BEGIN Passage

Hi fastcat2000, welcome to the forum!

So is this the CC app that you can't sign into, or Lightroom itself?  If you're signed in through the CC app, you shouldn't need to sign in within LR.

But while you're checking these things, it'd be worth updating to 6.6, which has just been released.


----------



## Taylor (Apr 4, 2017)

I am currently experiencing the same issue as this and cannot figure out what is causing lightroom to not log in all of a sudden.


----------



## Victoria Bampton (Apr 12, 2017)

Are you logged in ok now Taylor? Which LR version are you using? Go to Help menu > System Info for the specific version number.


----------



## dmtoddma (Aug 7, 2017)

Same problem. Sync between Lightroom CC on desktop (Windows 10) and mobile has worked fine for some time. Now the screen next to the LR logo in the upper left hand corner says "Get started with lightroom mobile" and none of my synchronized folders show that they are synchronized. IF I "log in" to Mobile, nothing happens. I've restarted LR and no change. Release 2015.6.1, with no new updates showing in Creative Cloud.Synced folders are still there on the web and working fine on my iOS apps.


----------



## dmtoddma (Aug 7, 2017)

Found the solution. Creative cloud was not recognizing updates to Lightroom CC. In my case, simply doing a manual search for updates from the Creative Cloud app and then updating to the latest version worked. Other steps are provided here if that doesn't do it: Available updates not listed for Adobe Creative Cloud applications

David


----------

END Passage
BEGIN Source excerpt

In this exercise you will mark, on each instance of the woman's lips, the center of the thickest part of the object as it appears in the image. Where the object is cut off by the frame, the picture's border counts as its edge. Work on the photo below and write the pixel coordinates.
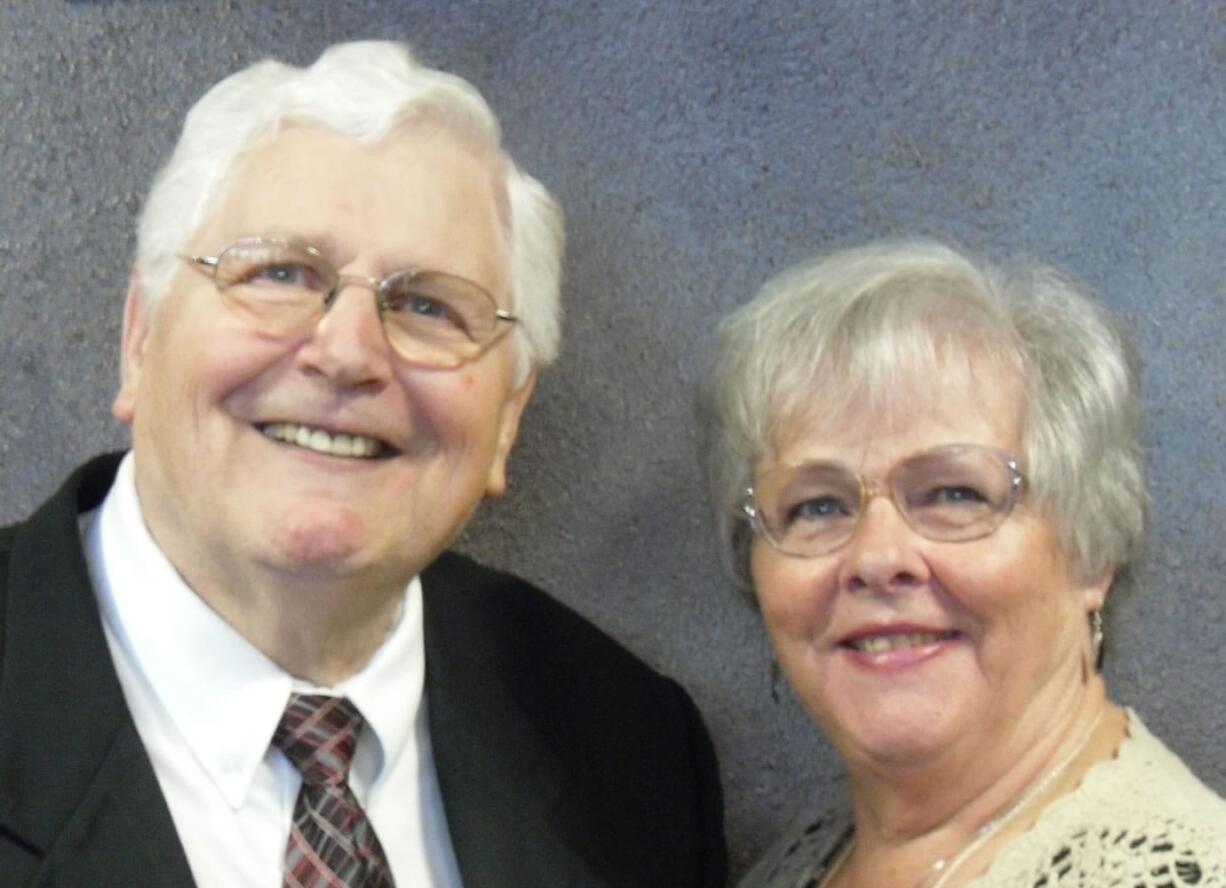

END Source excerpt

Request :: Translate this sentence from the forum thread on Lightroom sign-in into Spanish: "If you're signed in through the CC app, you shouldn't need to sign in within LR." You can set the lines aside; they aren't needed here.

Correct answer :: Si has iniciado sesión a través de la aplicación de CC, no deberías necesitar iniciar sesión dentro de LR.